> [EXCERPTED TEXT]:

- - -

There are concerns that the National Carnival Committee’s (NCC) Pod system being used for some of this year’s A Taste of Carnival events may exclude many in society from participating in Carnival festivities.
According to the Principal and CEO of Sir Arthur Lewis Community College in St Lucia Dr Keith Nurse, pods are similar to ropes around bands which were used in the 1920s and 30s to separate social classes.
“It’s where you separate the middle classes from the working classes. The middle classes started to parade on what we call flatbed trucks so they weren’t on the road,” Dr Nurse explained.
The price of pods at Carnival City in the Queen’s Park Savannah may vary based on its size and the event. They can cost from $500 to $2,100 and were introduced to control crowds during the pandemic.
Speaking at a Webinar hosted by the University of the West Indies (UWI) about Managing the 2022 Carnival Experience in Trinidad & Tobago and Beyond, Dr Nurse said the capabilities of the production of Carnival are moving away from the ordinary citizen.
“Dearly departed Pat Bishop made the point very eloquently she said that carnival artistic production was moving west of Cipriani boulevard. Carnival has always been about both inclusion and exclusion and it’s a dynamic contest between the two and that’s what gives it its vitality” he said.
But Dr Nurse said to ensure inclusion there has to be support for the working class so that they can keep up with other classes, in the production of music, costumes and in steelbands.
“Can our working-class bands set up a website with eCommerce capabilities and if they can’t is there a mechanism to support them to do so, can they position themselves to ensure that their music is on Spotify,” he elaborated.
Dr Nurse said that’s what Carnival has done for T&T’s society, give a space for everyone to participate.
“To me, Pods are going to replicate and deepen the process of exclusion,” he said.
On Tuesday, the Trinbago Unified Calypsonians Organisation (TUCO) cancelled the National Calypso and Extempo Monarch competitions. Dr Kela Francis believes they should not return.
She said while creatives need to make money, it should not be through a tool that is controlled by the state, especially since the artform gives the space for expression.
For 2022, so far, soca music has made strides internationally, Patrice Robert’s “Drink Water and Mind Yuh Business” is being used by many celebrities, Denise Belfon’s “Put Yuh Back In It” was sampled by Shenseea and Meg Thee Stallion and Kes represented T&T in the Grammy’s Global Spin.
Managing Director of Eventology TT Derrick Lewis said those efforts were well-positioned but needs to be done in a concerted effort.
“So when Kees goes out he needs to go with a contingent of people around him who represent the country in different areas in the entertainment industry so we can move the entire thing forward,” he said.

- - -

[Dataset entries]

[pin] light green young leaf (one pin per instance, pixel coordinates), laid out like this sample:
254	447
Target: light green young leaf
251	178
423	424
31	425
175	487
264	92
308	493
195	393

- - -

> [WHAT IS REQUIRED]: In the Carnival article, find every organization whose short form appears in parentheses right after its full name. List each full name with that short form. The data above has nothing to do with the Carnival article.

> [TASK RESPONSE]:
National Carnival Committee (NCC)
University of the West Indies (UWI)
Trinbago Unified Calypsonians Organisation (TUCO)